-- Text passage start --

Nice! I love the way you salvaged your previous work! I bought a tap follower. It works quite well for what it is and what I paid for it. But it could be sooooo much nicer with a little attention to detail. It's on my project list for "someday". 

I have a backhoe too. But I have no idea what is a keeper is? And what is a keeper for a keeper?


----------



## PaulL (Apr 9, 2022)

Susquatch said:


> Nice! I love the way you salvaged your previous work! I bought a tap follower. It works quite well for what it is and what I paid for it. But it could be sooooo much nicer with a little attention to detail. It's on my project list for "someday".
> 
> I have a backhoe too. But I have no idea what is a keeper is? And what is a keeper for a keeper?


The two moveable pins on which the bucket rotates have short plates attached that "keep" the pins from sliding laterally and falling out.  These plates in turn are drilled and bolted to the bucket to "keep" them in place, and so keep the pins in place.  I am, of course, generalizing from a sample size of one - that's the setup on my little Kubota.  
I'm sure these bits have proper names, but the parts manual has no names for them.
In any case, these last bolts take almost no force and are secured by nylocs.  And they are annoying to reach with a spanner.  So I'll see if I can fit up something robust enough but manageable with maybe only one wrench.


----------



## Janger (Apr 9, 2022)

-- Text passage end --
-- Provided records start --

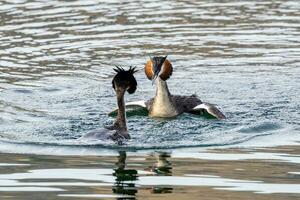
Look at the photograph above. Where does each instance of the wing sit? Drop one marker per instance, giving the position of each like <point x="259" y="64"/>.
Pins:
<point x="210" y="109"/>
<point x="185" y="103"/>
<point x="132" y="108"/>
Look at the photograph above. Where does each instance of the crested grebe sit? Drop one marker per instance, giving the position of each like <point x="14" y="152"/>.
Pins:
<point x="123" y="81"/>
<point x="164" y="104"/>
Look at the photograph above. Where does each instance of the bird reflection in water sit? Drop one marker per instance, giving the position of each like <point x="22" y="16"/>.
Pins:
<point x="162" y="167"/>
<point x="125" y="179"/>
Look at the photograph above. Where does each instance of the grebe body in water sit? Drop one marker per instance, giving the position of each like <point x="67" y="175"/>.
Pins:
<point x="123" y="81"/>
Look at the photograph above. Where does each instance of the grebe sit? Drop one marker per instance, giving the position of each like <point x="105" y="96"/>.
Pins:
<point x="166" y="105"/>
<point x="123" y="81"/>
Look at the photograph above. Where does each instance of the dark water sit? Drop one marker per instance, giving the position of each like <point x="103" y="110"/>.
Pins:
<point x="56" y="61"/>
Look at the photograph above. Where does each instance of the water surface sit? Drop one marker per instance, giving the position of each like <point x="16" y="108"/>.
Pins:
<point x="56" y="61"/>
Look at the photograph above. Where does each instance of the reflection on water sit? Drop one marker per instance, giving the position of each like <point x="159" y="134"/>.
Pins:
<point x="57" y="58"/>
<point x="156" y="175"/>
<point x="124" y="178"/>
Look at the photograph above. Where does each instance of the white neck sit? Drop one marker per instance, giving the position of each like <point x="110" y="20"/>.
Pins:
<point x="162" y="105"/>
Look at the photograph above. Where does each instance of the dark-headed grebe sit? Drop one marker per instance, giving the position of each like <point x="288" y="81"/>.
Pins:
<point x="164" y="104"/>
<point x="123" y="81"/>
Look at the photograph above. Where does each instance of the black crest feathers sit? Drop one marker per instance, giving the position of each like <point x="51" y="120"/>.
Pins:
<point x="124" y="79"/>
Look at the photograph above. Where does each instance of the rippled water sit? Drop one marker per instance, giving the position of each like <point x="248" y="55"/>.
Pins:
<point x="56" y="61"/>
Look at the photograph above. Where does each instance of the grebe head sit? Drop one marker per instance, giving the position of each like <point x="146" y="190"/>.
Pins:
<point x="124" y="80"/>
<point x="158" y="66"/>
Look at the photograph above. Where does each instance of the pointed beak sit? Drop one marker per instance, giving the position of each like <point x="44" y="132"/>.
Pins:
<point x="156" y="70"/>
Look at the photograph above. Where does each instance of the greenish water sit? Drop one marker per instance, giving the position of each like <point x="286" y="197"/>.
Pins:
<point x="56" y="61"/>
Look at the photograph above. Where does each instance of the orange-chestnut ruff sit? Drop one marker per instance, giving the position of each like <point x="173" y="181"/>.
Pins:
<point x="166" y="67"/>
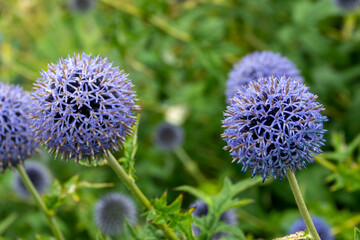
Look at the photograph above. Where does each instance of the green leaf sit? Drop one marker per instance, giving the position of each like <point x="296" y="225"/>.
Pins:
<point x="196" y="193"/>
<point x="172" y="215"/>
<point x="356" y="233"/>
<point x="232" y="229"/>
<point x="245" y="184"/>
<point x="5" y="223"/>
<point x="39" y="237"/>
<point x="58" y="193"/>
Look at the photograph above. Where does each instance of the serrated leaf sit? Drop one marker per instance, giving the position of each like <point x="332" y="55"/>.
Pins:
<point x="356" y="233"/>
<point x="172" y="215"/>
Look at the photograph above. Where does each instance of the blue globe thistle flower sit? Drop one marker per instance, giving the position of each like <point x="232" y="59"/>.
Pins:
<point x="83" y="107"/>
<point x="258" y="65"/>
<point x="347" y="4"/>
<point x="17" y="141"/>
<point x="111" y="212"/>
<point x="321" y="227"/>
<point x="39" y="176"/>
<point x="81" y="5"/>
<point x="201" y="210"/>
<point x="168" y="136"/>
<point x="273" y="125"/>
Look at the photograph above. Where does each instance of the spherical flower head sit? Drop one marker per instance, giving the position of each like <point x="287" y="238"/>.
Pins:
<point x="321" y="227"/>
<point x="39" y="176"/>
<point x="81" y="5"/>
<point x="168" y="136"/>
<point x="347" y="4"/>
<point x="83" y="107"/>
<point x="111" y="212"/>
<point x="273" y="125"/>
<point x="17" y="141"/>
<point x="258" y="65"/>
<point x="201" y="210"/>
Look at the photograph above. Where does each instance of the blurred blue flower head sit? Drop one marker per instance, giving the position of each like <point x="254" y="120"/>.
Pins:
<point x="258" y="65"/>
<point x="39" y="176"/>
<point x="168" y="136"/>
<point x="274" y="125"/>
<point x="17" y="141"/>
<point x="83" y="107"/>
<point x="201" y="210"/>
<point x="321" y="227"/>
<point x="347" y="4"/>
<point x="111" y="212"/>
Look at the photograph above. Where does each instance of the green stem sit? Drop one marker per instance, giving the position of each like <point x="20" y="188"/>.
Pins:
<point x="39" y="201"/>
<point x="348" y="26"/>
<point x="301" y="204"/>
<point x="134" y="189"/>
<point x="190" y="165"/>
<point x="157" y="21"/>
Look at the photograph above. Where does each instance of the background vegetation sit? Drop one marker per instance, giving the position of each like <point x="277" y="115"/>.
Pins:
<point x="179" y="53"/>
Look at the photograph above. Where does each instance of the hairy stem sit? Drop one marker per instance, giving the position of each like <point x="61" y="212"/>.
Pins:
<point x="301" y="205"/>
<point x="39" y="201"/>
<point x="134" y="189"/>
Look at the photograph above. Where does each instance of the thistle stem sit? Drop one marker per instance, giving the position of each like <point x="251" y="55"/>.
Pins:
<point x="301" y="204"/>
<point x="134" y="189"/>
<point x="348" y="26"/>
<point x="190" y="165"/>
<point x="39" y="201"/>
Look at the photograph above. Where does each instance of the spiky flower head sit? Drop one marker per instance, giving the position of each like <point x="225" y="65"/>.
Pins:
<point x="273" y="125"/>
<point x="258" y="65"/>
<point x="168" y="136"/>
<point x="81" y="5"/>
<point x="39" y="176"/>
<point x="347" y="4"/>
<point x="111" y="212"/>
<point x="201" y="210"/>
<point x="321" y="226"/>
<point x="16" y="138"/>
<point x="83" y="107"/>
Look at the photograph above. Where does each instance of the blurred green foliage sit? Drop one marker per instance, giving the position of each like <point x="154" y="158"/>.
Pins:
<point x="179" y="53"/>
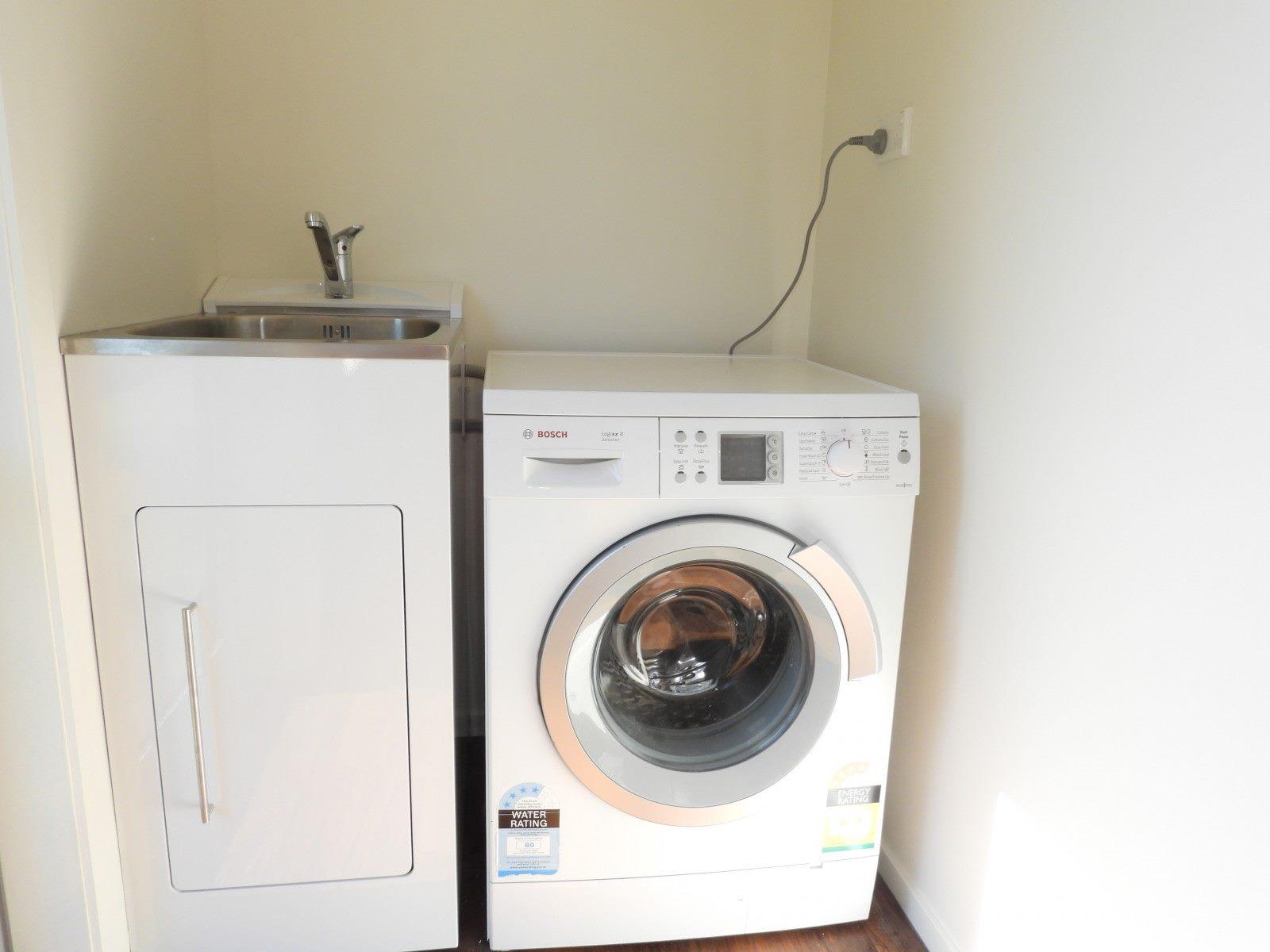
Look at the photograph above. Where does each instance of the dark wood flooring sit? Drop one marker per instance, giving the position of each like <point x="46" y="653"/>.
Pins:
<point x="886" y="931"/>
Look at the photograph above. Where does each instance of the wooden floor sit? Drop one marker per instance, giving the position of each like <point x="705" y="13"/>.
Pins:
<point x="886" y="931"/>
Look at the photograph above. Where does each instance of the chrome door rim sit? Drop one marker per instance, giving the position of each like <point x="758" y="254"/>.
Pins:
<point x="571" y="708"/>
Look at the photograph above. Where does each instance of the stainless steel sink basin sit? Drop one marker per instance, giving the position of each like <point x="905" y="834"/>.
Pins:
<point x="346" y="333"/>
<point x="287" y="327"/>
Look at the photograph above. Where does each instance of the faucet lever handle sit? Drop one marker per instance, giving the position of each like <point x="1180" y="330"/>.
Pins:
<point x="347" y="236"/>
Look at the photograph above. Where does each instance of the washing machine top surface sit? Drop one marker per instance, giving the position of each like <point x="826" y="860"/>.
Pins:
<point x="666" y="385"/>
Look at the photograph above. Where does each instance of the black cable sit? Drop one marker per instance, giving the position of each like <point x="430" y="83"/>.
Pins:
<point x="876" y="144"/>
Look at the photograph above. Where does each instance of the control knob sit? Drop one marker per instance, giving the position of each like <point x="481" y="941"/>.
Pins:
<point x="846" y="457"/>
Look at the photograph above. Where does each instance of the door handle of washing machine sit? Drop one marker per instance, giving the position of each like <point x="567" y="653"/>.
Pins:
<point x="864" y="645"/>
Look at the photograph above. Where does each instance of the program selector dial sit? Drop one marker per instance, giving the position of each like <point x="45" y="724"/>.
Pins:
<point x="846" y="457"/>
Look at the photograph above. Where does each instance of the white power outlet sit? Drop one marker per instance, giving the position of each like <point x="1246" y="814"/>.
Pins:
<point x="899" y="135"/>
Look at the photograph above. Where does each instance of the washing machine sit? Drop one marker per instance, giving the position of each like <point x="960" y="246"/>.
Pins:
<point x="695" y="590"/>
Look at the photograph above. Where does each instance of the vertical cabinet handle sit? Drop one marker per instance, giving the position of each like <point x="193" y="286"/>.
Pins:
<point x="187" y="628"/>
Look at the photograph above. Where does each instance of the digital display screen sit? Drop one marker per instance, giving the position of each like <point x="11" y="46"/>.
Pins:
<point x="742" y="457"/>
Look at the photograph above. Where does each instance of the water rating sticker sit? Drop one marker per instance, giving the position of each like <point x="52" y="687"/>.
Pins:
<point x="850" y="812"/>
<point x="529" y="831"/>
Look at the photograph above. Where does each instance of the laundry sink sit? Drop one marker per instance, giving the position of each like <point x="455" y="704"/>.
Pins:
<point x="287" y="327"/>
<point x="279" y="332"/>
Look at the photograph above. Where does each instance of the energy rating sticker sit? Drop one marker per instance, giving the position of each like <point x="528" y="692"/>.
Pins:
<point x="529" y="831"/>
<point x="850" y="814"/>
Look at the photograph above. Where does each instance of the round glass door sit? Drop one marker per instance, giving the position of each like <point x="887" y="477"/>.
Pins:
<point x="702" y="666"/>
<point x="690" y="668"/>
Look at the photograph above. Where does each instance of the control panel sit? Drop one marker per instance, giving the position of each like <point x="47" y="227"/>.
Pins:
<point x="800" y="457"/>
<point x="641" y="457"/>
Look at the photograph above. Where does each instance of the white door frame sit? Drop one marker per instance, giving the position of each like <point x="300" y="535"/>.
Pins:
<point x="60" y="881"/>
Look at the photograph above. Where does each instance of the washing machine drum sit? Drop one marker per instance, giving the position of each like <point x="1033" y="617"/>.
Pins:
<point x="696" y="663"/>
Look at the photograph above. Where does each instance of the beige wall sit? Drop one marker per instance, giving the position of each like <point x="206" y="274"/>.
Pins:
<point x="601" y="175"/>
<point x="1072" y="271"/>
<point x="110" y="202"/>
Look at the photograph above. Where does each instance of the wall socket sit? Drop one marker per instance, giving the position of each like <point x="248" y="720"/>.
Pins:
<point x="899" y="135"/>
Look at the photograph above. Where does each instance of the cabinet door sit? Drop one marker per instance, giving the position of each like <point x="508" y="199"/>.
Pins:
<point x="290" y="624"/>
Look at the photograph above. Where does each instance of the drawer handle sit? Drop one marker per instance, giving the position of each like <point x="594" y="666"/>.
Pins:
<point x="187" y="628"/>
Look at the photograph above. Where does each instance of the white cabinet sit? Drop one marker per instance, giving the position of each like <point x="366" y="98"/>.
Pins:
<point x="291" y="622"/>
<point x="302" y="507"/>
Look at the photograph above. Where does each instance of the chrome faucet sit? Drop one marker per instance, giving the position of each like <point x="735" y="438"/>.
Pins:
<point x="337" y="254"/>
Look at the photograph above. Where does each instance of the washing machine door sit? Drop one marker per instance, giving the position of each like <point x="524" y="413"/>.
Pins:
<point x="694" y="664"/>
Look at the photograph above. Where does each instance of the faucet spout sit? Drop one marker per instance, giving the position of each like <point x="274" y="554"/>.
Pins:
<point x="336" y="253"/>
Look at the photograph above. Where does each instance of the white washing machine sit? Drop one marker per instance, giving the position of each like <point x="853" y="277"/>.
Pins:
<point x="695" y="587"/>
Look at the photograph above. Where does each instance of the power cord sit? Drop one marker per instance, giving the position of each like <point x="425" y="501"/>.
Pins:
<point x="876" y="144"/>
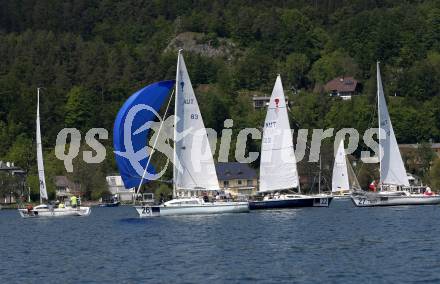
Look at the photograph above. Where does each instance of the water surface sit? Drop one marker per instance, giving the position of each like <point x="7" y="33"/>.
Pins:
<point x="333" y="245"/>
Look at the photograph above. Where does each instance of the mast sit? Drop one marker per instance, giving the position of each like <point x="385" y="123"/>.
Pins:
<point x="176" y="99"/>
<point x="319" y="175"/>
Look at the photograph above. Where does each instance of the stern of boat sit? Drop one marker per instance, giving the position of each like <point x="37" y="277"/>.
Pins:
<point x="148" y="211"/>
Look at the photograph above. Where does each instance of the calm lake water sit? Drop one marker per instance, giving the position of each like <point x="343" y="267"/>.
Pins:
<point x="332" y="245"/>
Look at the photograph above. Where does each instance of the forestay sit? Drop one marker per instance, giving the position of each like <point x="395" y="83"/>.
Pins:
<point x="340" y="174"/>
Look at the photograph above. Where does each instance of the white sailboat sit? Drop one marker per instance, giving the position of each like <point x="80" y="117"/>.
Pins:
<point x="194" y="169"/>
<point x="394" y="188"/>
<point x="278" y="170"/>
<point x="340" y="183"/>
<point x="44" y="210"/>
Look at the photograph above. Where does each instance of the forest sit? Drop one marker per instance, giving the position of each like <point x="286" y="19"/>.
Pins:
<point x="90" y="56"/>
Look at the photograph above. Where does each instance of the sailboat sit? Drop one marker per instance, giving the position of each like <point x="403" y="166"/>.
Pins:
<point x="45" y="210"/>
<point x="394" y="187"/>
<point x="342" y="184"/>
<point x="278" y="170"/>
<point x="193" y="170"/>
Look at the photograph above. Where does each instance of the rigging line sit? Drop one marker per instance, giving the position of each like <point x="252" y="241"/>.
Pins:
<point x="154" y="145"/>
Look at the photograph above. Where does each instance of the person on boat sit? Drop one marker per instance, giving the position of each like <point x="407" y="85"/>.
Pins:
<point x="428" y="191"/>
<point x="73" y="201"/>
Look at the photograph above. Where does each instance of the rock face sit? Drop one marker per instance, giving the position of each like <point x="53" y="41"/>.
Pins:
<point x="202" y="44"/>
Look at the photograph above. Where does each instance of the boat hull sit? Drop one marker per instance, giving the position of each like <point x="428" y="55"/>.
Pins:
<point x="373" y="200"/>
<point x="56" y="212"/>
<point x="209" y="208"/>
<point x="291" y="203"/>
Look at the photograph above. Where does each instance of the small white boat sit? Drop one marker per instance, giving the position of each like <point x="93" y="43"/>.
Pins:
<point x="44" y="210"/>
<point x="278" y="169"/>
<point x="394" y="186"/>
<point x="191" y="206"/>
<point x="193" y="163"/>
<point x="371" y="199"/>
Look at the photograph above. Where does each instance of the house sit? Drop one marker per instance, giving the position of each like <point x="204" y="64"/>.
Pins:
<point x="64" y="188"/>
<point x="262" y="102"/>
<point x="12" y="182"/>
<point x="344" y="87"/>
<point x="237" y="178"/>
<point x="116" y="187"/>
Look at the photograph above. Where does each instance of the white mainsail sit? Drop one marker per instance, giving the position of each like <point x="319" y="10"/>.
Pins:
<point x="40" y="164"/>
<point x="392" y="169"/>
<point x="352" y="179"/>
<point x="278" y="163"/>
<point x="193" y="162"/>
<point x="340" y="174"/>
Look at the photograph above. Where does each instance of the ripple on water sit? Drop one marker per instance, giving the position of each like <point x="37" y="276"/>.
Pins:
<point x="309" y="245"/>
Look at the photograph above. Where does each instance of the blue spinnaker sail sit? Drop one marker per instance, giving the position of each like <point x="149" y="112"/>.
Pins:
<point x="131" y="147"/>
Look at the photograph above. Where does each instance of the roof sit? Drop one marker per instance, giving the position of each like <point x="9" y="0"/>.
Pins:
<point x="341" y="84"/>
<point x="235" y="170"/>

-- Provided records end --

Could you reproduce the forum thread word for word, everything from "## PaulL (Apr" down to "names for them."?

:: Reply ::
## PaulL (Apr 9, 2022)

Susquatch said:


> Nice! I love the way you salvaged your previous work! I bought a tap follower. It works quite well for what it is and what I paid for it. But it could be sooooo much nicer with a little attention to detail. It's on my project list for "someday".
> 
> I have a backhoe too. But I have no idea what is a keeper is? And what is a keeper for a keeper?


The two moveable pins on which the bucket rotates have short plates attached that "keep" the pins from sliding laterally and falling out.  These plates in turn are drilled and bolted to the bucket to "keep" them in place, and so keep the pins in place.  I am, of course, generalizing from a sample size of one - that's the setup on my little Kubota.  
I'm sure these bits have proper names, but the parts manual has no names for them.